_RECORDS TO USE:_
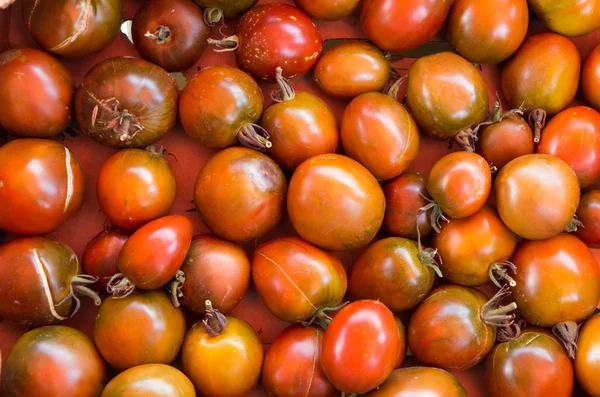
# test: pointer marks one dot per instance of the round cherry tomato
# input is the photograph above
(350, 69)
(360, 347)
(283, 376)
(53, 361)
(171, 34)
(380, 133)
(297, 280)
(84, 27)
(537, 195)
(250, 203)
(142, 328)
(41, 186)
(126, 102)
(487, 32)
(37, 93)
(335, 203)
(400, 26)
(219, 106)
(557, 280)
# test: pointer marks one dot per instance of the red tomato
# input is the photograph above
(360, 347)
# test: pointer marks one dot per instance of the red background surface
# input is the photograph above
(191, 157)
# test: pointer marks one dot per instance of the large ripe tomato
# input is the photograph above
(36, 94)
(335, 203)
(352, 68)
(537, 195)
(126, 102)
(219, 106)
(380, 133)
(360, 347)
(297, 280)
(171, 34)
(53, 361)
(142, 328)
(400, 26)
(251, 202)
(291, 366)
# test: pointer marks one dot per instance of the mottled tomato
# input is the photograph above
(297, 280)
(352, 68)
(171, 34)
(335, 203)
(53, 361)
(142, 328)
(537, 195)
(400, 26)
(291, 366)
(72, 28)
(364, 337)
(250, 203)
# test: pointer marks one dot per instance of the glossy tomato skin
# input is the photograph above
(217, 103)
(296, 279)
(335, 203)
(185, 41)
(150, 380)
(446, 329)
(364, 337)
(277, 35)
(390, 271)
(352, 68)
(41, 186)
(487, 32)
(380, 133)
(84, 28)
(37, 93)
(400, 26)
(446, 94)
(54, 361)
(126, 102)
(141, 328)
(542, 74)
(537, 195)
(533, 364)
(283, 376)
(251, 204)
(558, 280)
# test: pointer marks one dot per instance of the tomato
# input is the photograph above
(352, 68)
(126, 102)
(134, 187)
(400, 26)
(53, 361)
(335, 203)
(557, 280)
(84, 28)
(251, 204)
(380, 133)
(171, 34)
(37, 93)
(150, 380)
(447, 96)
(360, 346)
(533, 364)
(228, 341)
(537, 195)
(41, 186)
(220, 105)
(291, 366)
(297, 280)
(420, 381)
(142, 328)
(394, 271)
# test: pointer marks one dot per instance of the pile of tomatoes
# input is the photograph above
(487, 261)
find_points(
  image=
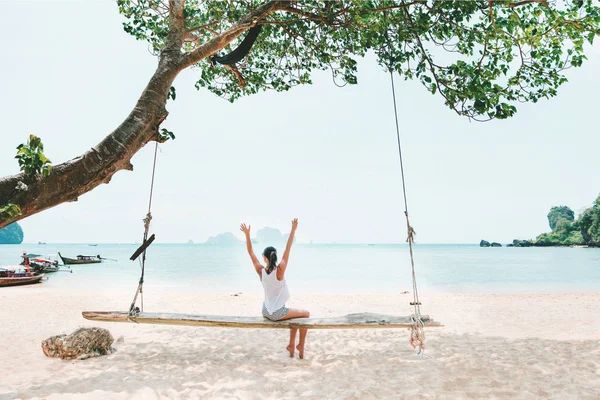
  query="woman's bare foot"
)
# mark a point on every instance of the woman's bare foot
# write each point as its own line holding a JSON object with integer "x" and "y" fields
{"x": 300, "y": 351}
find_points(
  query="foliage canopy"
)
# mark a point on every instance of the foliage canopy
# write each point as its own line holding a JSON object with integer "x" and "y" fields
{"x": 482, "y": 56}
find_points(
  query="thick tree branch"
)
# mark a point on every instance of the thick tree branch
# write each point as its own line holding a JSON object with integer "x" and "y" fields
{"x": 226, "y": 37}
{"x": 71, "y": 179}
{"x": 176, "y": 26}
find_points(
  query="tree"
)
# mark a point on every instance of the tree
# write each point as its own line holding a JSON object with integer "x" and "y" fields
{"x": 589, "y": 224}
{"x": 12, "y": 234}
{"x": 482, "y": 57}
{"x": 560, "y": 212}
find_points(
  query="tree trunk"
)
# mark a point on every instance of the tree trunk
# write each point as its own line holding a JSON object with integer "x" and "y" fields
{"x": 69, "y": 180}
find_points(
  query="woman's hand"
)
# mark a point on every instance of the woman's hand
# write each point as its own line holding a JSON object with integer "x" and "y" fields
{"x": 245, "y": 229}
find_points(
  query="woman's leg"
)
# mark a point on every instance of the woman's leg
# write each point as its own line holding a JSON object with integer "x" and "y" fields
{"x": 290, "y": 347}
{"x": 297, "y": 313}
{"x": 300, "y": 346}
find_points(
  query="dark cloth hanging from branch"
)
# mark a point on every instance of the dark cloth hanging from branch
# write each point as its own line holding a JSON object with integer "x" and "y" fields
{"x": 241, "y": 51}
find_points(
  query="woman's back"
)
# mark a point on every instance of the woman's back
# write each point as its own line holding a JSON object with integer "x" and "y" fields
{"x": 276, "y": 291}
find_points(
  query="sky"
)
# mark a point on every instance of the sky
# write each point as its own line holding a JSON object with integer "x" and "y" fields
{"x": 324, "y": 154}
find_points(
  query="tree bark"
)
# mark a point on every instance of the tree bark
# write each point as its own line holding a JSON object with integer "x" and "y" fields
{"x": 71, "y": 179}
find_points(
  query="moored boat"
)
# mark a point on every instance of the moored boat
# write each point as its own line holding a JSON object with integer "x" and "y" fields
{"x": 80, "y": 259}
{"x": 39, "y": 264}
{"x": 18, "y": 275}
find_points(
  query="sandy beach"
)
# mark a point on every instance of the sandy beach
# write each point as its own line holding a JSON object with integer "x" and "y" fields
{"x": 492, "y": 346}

_SHORT EXERCISE:_ Which lines in the data above contain the string "pointer", matching case? Pick out and copy each of them.

_EXPECTED ANSWER:_
# test: pointer marks one dot per instance of the round cherry tomato
# test: pointer marks one dot per instance of the red tomato
# test: pointer marks one dot per instance of the red background surface
# test: pointer marks one dot per instance of the large ripe tomato
# test: pointer marks one dot per instance of the mottled tomato
# test: pointer marks one dot per instance of the glossy tomato skin
# test: pointer marks one dot per instance of the tomato
# test: pointer marks one dot per instance of the pile of tomatoes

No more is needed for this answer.